+++ Exercise materials

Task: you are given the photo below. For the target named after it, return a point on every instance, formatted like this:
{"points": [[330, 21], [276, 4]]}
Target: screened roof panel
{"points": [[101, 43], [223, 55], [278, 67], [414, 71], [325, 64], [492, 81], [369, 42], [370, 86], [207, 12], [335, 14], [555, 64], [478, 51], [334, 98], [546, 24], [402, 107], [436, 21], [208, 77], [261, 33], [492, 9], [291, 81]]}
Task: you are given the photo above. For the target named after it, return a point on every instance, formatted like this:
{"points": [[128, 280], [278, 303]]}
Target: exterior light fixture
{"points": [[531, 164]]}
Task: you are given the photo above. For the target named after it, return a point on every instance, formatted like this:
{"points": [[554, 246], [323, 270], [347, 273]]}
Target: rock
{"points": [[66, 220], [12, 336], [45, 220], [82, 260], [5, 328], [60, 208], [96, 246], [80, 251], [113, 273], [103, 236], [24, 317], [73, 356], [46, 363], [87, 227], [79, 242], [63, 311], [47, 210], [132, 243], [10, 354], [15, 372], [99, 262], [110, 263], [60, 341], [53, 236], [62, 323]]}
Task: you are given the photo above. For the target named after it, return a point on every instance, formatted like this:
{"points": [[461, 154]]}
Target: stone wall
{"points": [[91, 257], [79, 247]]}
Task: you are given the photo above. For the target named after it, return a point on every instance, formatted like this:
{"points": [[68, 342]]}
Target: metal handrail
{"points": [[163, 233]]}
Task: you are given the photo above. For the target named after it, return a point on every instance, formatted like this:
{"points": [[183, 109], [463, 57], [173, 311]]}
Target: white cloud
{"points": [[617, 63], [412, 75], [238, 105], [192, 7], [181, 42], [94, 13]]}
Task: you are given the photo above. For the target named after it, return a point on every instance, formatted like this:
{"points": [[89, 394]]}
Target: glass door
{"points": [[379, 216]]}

++++++

> Exercise description
Exactly as shown above, copy out the material.

> Output below
Task: you are given the photo below. For the target named after it, return a point on every instance, formatted like this:
{"points": [[330, 21], [276, 4]]}
Target: screened roof panel
{"points": [[101, 43], [223, 55], [278, 67], [414, 71], [325, 64], [492, 81], [369, 42], [370, 86], [207, 12], [335, 14], [555, 64], [478, 51], [334, 98], [546, 24], [402, 107], [436, 21], [208, 77], [261, 33], [492, 9], [291, 81]]}
Task: you are given the photo above. For the target named after it, return a point on every instance, formatted like this:
{"points": [[128, 280], [278, 303]]}
Target: exterior light fixture
{"points": [[531, 164]]}
Task: you are given the photo above. For the target named after it, return a point on every instance, formatted like this:
{"points": [[554, 246], [323, 270], [347, 273]]}
Target: rock
{"points": [[66, 220], [12, 336], [45, 220], [82, 260], [5, 328], [60, 208], [96, 246], [80, 251], [113, 273], [103, 236], [24, 317], [73, 356], [46, 363], [87, 227], [79, 242], [63, 311], [47, 210], [132, 243], [10, 354], [15, 372], [99, 262], [110, 263], [60, 341], [53, 236], [62, 323]]}
Task: you are given the photo above. For the target named after it, return a point on every instance, formatted like this:
{"points": [[461, 154]]}
Target: stone wall
{"points": [[91, 257], [79, 247]]}
Task: you are given the photo above. For the target named after it, return a point on every instance, formatted like this:
{"points": [[68, 342]]}
Target: metal handrail
{"points": [[163, 233]]}
Task: you are given the photo above. For the target named after it, return a point on every instance, formatted like this:
{"points": [[183, 109], [463, 57], [173, 311]]}
Target: white cloud
{"points": [[617, 63], [412, 75], [238, 105], [192, 7], [181, 42], [94, 13]]}
Task: you are given the photo above. For the target named after it, return a point on every instance, formatted like this:
{"points": [[89, 394]]}
Target: glass door
{"points": [[379, 216]]}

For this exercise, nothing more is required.